▶ What needs to be done:
Rewrite the entries below from the line with "Category: hand holding bottle" up to and including the line with "[555,0,584,156]", swapping "concrete ledge" for "stone ledge" and keeping everything else the same. Give only those lines.
□ □ □ □ □
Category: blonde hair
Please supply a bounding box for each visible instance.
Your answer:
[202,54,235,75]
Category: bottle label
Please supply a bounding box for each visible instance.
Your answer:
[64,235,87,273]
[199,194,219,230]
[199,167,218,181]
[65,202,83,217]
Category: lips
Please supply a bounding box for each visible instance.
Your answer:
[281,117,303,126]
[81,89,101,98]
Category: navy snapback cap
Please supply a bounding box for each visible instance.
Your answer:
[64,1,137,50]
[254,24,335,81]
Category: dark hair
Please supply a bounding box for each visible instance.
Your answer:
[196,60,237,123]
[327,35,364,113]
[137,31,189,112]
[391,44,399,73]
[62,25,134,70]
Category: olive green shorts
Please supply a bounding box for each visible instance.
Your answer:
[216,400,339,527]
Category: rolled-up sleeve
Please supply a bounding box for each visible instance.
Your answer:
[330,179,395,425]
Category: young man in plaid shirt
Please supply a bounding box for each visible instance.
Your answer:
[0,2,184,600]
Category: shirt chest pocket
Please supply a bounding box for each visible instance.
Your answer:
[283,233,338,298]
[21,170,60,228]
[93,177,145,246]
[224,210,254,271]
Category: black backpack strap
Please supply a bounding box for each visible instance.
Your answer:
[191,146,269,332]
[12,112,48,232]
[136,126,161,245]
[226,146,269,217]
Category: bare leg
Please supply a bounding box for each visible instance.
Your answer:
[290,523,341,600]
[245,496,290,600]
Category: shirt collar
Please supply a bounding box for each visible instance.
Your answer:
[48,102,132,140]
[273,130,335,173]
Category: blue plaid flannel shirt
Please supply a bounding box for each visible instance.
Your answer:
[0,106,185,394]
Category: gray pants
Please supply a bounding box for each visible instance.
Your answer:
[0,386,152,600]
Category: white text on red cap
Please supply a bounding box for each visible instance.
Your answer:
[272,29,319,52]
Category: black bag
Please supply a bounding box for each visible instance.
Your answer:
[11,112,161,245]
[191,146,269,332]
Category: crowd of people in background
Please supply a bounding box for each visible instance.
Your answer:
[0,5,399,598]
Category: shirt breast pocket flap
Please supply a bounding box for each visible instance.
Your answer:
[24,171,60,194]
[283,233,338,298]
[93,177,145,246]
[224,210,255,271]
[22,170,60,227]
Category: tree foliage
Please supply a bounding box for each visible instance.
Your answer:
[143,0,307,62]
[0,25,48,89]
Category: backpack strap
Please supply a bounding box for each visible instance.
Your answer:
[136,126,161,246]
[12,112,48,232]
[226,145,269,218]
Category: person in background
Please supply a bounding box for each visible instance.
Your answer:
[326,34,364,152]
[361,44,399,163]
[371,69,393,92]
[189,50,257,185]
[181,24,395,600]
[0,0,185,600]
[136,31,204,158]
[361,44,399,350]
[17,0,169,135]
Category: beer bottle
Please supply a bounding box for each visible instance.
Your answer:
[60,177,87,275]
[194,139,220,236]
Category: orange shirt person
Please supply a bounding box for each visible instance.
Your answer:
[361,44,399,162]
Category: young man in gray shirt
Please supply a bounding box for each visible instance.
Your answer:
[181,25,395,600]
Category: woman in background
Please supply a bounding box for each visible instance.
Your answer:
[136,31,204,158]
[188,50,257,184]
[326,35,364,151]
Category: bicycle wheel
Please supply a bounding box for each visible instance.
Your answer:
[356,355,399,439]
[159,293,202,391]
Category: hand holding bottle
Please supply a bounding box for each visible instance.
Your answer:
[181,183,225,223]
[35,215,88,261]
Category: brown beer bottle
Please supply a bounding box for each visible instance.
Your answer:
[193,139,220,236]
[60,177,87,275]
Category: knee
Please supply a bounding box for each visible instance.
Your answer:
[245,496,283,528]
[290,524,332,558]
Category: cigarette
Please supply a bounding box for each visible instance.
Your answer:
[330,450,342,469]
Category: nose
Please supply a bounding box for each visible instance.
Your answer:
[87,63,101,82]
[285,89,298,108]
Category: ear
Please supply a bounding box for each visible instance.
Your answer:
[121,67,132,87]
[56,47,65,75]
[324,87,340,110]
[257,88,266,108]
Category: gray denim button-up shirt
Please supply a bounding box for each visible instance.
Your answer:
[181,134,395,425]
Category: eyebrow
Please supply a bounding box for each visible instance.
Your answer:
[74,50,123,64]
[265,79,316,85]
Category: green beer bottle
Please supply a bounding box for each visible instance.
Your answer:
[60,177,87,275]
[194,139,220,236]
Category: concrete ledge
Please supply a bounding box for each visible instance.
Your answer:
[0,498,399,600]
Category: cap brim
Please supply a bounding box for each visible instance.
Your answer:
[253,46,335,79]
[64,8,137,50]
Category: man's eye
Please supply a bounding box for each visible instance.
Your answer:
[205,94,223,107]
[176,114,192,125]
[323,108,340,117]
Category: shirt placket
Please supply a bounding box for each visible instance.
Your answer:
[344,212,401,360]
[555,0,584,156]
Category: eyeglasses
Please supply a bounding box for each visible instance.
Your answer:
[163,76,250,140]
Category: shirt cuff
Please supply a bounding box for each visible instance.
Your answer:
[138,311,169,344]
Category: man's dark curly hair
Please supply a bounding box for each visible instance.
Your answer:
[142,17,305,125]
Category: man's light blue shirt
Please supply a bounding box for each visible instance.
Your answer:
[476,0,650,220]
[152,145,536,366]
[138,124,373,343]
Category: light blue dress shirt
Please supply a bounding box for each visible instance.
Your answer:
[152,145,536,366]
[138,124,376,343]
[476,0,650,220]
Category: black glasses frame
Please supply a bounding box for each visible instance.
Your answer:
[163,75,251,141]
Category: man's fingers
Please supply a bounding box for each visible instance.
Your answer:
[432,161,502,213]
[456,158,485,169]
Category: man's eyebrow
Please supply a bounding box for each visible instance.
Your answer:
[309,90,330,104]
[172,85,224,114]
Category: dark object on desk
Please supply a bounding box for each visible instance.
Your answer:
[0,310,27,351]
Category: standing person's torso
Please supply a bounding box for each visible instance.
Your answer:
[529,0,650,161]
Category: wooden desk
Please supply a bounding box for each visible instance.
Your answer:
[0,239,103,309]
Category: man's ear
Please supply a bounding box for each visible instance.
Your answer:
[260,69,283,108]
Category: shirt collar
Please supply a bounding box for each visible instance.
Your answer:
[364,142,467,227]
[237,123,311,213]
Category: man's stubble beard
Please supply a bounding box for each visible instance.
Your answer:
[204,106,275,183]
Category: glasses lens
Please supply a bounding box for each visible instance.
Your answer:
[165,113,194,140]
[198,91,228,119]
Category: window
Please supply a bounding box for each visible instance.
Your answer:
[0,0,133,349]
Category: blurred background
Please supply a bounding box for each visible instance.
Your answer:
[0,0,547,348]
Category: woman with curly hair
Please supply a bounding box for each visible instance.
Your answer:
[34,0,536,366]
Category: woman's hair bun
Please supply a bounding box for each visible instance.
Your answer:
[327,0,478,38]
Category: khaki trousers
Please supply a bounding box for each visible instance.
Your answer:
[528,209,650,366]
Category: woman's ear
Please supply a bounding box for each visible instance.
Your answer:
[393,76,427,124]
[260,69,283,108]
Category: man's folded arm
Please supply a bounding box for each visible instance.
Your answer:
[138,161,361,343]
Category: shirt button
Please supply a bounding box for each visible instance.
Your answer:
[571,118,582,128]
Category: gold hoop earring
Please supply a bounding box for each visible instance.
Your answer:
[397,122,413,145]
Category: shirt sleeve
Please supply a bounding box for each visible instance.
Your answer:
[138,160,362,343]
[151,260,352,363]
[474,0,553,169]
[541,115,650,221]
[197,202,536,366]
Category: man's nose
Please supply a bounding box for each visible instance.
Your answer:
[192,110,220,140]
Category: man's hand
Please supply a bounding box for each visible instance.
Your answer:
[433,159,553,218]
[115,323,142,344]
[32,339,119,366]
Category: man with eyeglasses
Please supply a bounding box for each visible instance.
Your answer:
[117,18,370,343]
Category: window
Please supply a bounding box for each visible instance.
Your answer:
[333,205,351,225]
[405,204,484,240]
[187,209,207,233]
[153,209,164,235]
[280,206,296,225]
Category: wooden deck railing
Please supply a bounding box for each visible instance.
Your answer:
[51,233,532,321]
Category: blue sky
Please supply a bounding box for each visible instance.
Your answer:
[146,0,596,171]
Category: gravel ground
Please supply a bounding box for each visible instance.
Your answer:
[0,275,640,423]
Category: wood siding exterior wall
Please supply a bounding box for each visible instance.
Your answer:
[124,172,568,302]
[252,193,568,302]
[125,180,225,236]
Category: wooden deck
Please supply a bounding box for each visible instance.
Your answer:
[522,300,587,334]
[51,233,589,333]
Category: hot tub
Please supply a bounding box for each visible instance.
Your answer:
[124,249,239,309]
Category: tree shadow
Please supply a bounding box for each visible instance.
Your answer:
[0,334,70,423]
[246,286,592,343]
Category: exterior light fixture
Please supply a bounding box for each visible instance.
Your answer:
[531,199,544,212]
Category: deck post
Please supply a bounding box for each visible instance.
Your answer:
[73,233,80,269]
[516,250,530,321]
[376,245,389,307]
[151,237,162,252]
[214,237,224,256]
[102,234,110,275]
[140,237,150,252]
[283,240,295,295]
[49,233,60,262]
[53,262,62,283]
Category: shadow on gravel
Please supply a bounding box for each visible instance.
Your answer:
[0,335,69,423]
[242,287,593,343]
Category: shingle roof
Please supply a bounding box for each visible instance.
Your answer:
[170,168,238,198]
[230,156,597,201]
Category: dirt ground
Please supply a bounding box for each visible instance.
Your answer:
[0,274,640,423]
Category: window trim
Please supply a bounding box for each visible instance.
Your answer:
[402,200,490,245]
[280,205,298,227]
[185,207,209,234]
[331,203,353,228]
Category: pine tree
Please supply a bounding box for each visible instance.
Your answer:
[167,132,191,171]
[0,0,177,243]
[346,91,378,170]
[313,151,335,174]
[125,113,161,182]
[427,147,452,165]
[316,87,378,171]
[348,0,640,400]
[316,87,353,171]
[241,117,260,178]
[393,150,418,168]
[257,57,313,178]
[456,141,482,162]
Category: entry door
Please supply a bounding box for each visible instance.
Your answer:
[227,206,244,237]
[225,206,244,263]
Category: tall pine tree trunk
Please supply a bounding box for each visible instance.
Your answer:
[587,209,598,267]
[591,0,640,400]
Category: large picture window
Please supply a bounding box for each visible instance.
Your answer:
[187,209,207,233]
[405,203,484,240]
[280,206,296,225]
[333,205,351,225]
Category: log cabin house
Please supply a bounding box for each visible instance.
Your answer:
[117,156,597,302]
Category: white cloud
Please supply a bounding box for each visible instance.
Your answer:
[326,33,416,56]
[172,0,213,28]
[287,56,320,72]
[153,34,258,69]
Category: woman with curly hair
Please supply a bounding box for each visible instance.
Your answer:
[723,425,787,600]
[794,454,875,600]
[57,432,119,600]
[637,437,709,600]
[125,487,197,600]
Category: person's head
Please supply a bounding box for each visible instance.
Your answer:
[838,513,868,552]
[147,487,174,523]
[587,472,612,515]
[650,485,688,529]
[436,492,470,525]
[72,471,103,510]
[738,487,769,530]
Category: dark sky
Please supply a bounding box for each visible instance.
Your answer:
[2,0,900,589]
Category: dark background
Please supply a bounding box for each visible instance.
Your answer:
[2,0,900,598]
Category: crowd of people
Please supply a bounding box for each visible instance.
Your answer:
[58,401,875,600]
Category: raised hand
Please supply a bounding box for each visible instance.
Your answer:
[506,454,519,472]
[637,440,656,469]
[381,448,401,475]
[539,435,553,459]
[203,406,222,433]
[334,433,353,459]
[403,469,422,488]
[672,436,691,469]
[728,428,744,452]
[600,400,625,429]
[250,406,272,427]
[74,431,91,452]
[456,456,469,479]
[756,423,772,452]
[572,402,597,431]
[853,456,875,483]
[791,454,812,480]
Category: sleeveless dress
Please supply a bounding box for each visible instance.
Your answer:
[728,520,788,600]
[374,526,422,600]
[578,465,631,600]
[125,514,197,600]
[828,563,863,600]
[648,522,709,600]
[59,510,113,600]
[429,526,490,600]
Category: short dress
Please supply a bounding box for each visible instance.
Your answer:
□ □ □ □ □
▶ Response:
Category: hand holding bottle
Please supply a bounding box for each visible instance.
Your answer:
[181,183,225,223]
[35,215,88,261]
Category: brown beer bottle
Please supply a bounding box for each visible instance.
Your answer:
[193,139,220,236]
[60,177,87,275]
Category: knee
Please supply a bounding box for each visible instance.
Your answer:
[245,496,283,528]
[290,524,332,558]
Category: cigarette
Please supply a bounding box for each visible instance.
Your answer:
[330,450,342,469]
Category: nose
Please supply a bounding box for each visible instance.
Your answer:
[87,63,101,82]
[285,89,298,108]
Category: ear
Please supply a bounding box for each visible instance.
Your answer:
[121,67,132,87]
[56,47,65,75]
[324,87,340,110]
[257,88,266,108]
Category: gray denim button-up shirt
Please supply a bounding box for each visible instance.
Your answer:
[181,134,395,425]
Category: eyebrow
Please supply a bounding box for each visible instance.
Your answer:
[74,50,123,64]
[265,79,316,85]
Category: green beer bottle
Please supply a bounding box for each visible instance.
Your answer:
[60,177,87,275]
[194,139,220,236]
Category: stone ledge
Please supply a bounding box for each visible instance.
Your answer:
[0,498,399,600]
Category: cap brim
Please supply a bounding box for each visible instance.
Your answer:
[253,46,335,79]
[64,8,137,50]
Category: man's eye
Please supply a bounding box for each visible instance.
Your answer:
[205,94,223,107]
[176,114,192,125]
[323,108,340,117]
Category: shirt placket
Please supply a bounding box for each visible instance.
Your answer:
[344,212,401,360]
[555,0,584,156]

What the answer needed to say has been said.